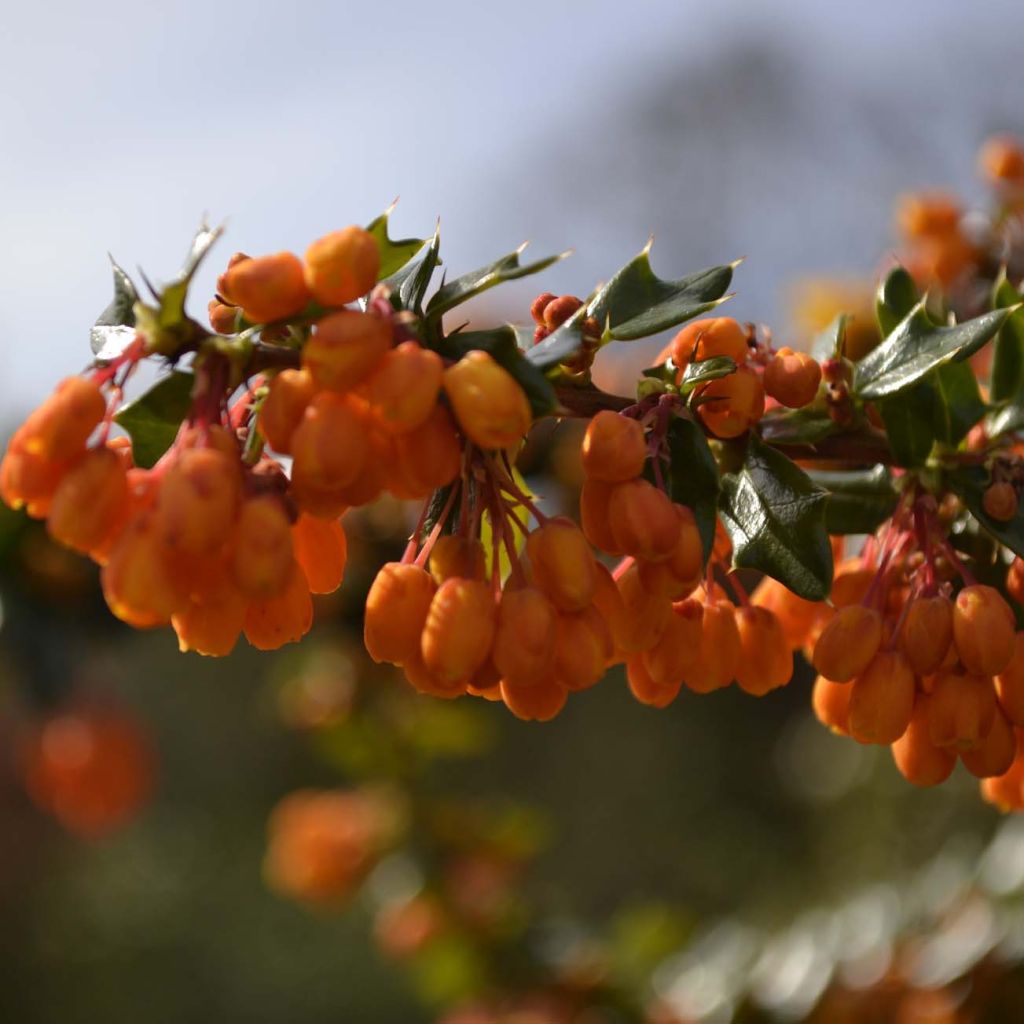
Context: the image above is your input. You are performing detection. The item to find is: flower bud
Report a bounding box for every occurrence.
[978,135,1024,186]
[983,481,1018,522]
[607,478,681,562]
[525,519,596,612]
[290,393,368,513]
[208,299,238,334]
[390,405,462,498]
[694,365,765,439]
[670,317,748,370]
[763,348,822,409]
[643,599,703,685]
[1008,557,1024,605]
[591,562,628,657]
[891,697,957,787]
[553,606,612,691]
[753,575,824,650]
[627,655,681,708]
[580,411,647,482]
[243,562,313,650]
[303,309,392,392]
[682,599,740,693]
[46,446,128,554]
[734,606,793,696]
[101,514,186,627]
[926,670,997,751]
[896,193,961,240]
[812,605,883,682]
[812,674,851,735]
[232,496,295,599]
[172,573,248,657]
[292,514,348,595]
[364,563,436,665]
[259,369,316,454]
[303,226,380,307]
[442,351,532,450]
[155,446,242,555]
[492,586,557,688]
[615,565,672,652]
[12,376,106,463]
[500,675,567,721]
[953,584,1015,675]
[365,342,443,434]
[962,707,1017,779]
[847,650,915,745]
[421,578,496,684]
[901,595,953,676]
[225,252,310,324]
[980,740,1024,811]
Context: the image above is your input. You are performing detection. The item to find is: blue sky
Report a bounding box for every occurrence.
[1,0,1019,407]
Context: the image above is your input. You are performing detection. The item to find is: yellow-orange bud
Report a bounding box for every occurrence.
[259,369,315,454]
[525,519,597,612]
[47,447,128,555]
[492,586,557,688]
[627,655,681,708]
[365,342,443,434]
[607,478,682,563]
[847,650,915,745]
[962,707,1016,779]
[155,447,241,556]
[303,310,392,392]
[682,599,739,693]
[553,606,612,691]
[901,595,953,676]
[643,599,703,685]
[996,632,1024,726]
[694,365,765,439]
[364,563,436,665]
[428,535,486,585]
[303,226,380,307]
[926,671,997,751]
[953,584,1015,676]
[812,605,882,683]
[734,606,793,696]
[292,514,348,595]
[500,675,567,721]
[580,411,647,482]
[671,317,748,370]
[763,348,821,409]
[232,496,295,599]
[421,578,496,684]
[891,697,957,787]
[225,252,310,324]
[442,351,532,450]
[243,562,313,650]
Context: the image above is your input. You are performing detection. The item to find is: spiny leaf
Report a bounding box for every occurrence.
┄┄┄┄┄┄┄┄┄┄┄┄┄┄┄┄┄┄┄┄
**Required action:** Among the entries above, how many lines hold the word "find"? Reply with only that number.

**Response area:** 4